◆ **Texte fourni**
Les Falash Mura ont un statut très particulier. L’État hébreu n’arrive pas à trancher leur identité religieuse, soumis à la pression des deux différents groupes Beta Israel. Des missions organisées dans les camps de préparation au départ visent à vérifier le « taux de judaïté » des Falash Mura en fonction de leur ascendance. Ils sont ce qu’on appelle en Israël « une communauté qui retourne au judaïsme ». À leur arrivée en Israël, ils se convertissent au judaïsme. Leur conversion dure un an, soit bien moins longtemps que celle assignée aux autres aspirants à la nationalité juive, qui doivent se convertir avant d’arriver sur le sol israélien et dont la formation auprès d’un rabbin prend quatre à dix ans.

Le sort des Falash Mura n’intéresse guère la société civile en dehors de certains juifs très pratiquants qui prennent cause en faveur de la conversion de la population Falash Mura et militent pour leur retour massif. Ainsi l’annonce de la fin de leur rapatriement vers Israël a-t-elle fait peu de bruit.

Plus qu’un événement, la fin de ce rapatriement n’est qu’une victoire provisoire du camp anti-Falash Mura pour Lisa Anteby-Yemini. Déjà, de nouvelles listes circulent parmi les militants pour faire venir des proches. Le gouvernement semble avoir tranché et définit la non-judaïté des Falash Mura restés en Éthiopie, mais pour combien de temps ?

La question de la légitimité de la migration de ces chrétiens descendants de juifs, tour à tour tolérés et rejetés, se pose d’autant plus qu’une autre migration pose des problèmes plus importants encore à l’État hébreu, celle des demandeurs d’asile africains qui ne sont pas juifs.

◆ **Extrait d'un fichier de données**

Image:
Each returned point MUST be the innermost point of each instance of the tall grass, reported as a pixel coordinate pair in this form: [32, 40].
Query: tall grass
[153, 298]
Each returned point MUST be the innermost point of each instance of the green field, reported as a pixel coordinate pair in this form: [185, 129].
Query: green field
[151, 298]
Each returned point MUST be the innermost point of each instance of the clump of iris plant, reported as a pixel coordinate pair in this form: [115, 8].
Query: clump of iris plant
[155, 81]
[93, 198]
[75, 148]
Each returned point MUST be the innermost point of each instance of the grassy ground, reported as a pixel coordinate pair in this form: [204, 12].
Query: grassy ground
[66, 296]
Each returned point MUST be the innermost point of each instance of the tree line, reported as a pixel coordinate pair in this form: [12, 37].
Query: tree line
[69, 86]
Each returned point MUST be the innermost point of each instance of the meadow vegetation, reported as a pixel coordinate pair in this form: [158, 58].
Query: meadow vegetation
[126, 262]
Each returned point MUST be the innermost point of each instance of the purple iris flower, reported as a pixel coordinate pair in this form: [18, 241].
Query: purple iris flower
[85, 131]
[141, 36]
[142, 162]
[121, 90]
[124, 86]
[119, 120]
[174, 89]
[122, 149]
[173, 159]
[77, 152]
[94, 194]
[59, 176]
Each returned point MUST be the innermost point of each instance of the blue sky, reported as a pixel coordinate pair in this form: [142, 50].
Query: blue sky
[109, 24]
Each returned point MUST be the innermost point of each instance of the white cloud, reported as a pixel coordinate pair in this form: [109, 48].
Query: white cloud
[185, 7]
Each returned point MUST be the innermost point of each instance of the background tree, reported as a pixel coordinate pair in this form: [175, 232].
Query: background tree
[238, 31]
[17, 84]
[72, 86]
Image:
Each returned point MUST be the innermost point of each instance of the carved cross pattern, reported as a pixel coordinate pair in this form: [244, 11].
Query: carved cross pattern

◆ **Exercices écrits**
1 - Répondez aux questions suivantes à partir du texte sur les Falash Mura.
(a) Combien de temps dure la conversion des Falash Mura à leur arrivée en Israël ?
(b) Combien de temps prend la formation auprès d'un rabbin pour les autres aspirants à la nationalité juive ?
(c) Quelle autre migration pose des problèmes plus importants encore à l'État hébreu ?
2 - Rassemblez chaque ligne des enregistrements qui contient la chaîne « line ».

◆ **Corrigé**
1 -
(a) Elle dure un an.
(b) Elle prend quatre à dix ans.
(c) Celle des demandeurs d'asile africains qui ne sont pas juifs.

2 -
Each returned point MUST be the innermost point of each instance of the tree line, reported as a pixel coordinate pair in this form: [12, 37].
Query: tree line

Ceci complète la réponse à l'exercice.